Date: Thu, 7 Feb 2008 05:42:00 +0000
From: "Steven M. Bellovin" <smb@cs.columbia.edu>
To: pgut001@cs.auckland.ac.nz (Peter Gutmann)
Cc: jamesd@echeque.com, pgut001@cs.auckland.ac.nz,
 cryptography@metzdowd.com, perry@piermont.com
In-Reply-To: <E1JMyVS-0003xG-4z@wintermute01.cs.auckland.ac.nz>

On Thu, 07 Feb 2008 17:37:02 +1300
pgut001@cs.auckland.ac.nz (Peter Gutmann) wrote:

> The real issues occur in two locations:
> 
> 1. In the browser UI.
> 2. In the server processing, which no longer gets the password via an
> HTTP POST but as a side-effect of the TLS connect.
> 
> (1) is a one-off cost for the browser developers, (2) is a bit more
> complex to estimate because it's on a per-site basis, but in general
> since the raw data (username+pw) is already present it's mostly a
> case of redoing the data flow a bit, and not necessarily rebuilding
> the whole system from scratch.  To give one example, a healthcare
> provider, they currently trigger an SQL query from an HTTP POST that
> looks up the password with the username as key, and the change would
> be to do the same thing at the TLS stage rather than the post-TLS
> HTTP stage.

▶ **Extracted entries**

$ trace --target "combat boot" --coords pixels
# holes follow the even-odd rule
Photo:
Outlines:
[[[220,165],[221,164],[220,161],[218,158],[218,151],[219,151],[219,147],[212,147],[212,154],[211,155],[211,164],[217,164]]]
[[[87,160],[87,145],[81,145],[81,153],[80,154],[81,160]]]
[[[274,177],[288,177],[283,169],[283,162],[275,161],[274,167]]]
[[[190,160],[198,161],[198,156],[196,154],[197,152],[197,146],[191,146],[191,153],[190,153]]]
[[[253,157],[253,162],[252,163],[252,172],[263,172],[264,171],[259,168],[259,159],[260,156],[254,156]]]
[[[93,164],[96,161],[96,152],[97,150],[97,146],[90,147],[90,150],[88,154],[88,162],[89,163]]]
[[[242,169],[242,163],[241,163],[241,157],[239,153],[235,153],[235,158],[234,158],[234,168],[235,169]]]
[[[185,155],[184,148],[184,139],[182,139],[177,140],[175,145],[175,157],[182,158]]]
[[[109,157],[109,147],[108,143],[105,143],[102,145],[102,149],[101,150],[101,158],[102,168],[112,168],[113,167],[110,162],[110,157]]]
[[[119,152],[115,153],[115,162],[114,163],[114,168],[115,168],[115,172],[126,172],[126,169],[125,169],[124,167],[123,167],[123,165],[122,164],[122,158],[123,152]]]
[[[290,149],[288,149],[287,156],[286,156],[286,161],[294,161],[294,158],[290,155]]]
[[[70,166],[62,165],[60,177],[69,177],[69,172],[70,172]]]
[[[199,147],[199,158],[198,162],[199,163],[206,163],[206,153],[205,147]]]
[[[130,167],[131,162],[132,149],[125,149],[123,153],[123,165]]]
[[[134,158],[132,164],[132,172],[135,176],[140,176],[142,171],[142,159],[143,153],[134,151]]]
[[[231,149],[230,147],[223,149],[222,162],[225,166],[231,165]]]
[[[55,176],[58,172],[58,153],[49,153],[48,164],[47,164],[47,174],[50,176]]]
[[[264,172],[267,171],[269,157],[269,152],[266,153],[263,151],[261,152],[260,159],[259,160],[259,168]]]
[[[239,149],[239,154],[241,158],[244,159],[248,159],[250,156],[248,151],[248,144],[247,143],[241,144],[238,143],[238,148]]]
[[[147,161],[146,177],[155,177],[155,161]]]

▶ **Written request**
List each distinct email address in the From, To, and Cc lines of the email about TLS password handling. The data has no role in this exercise.

▶ **Solution for this exercise**
smb@cs.columbia.edu
pgut001@cs.auckland.ac.nz
jamesd@echeque.com
cryptography@metzdowd.com
perry@piermont.com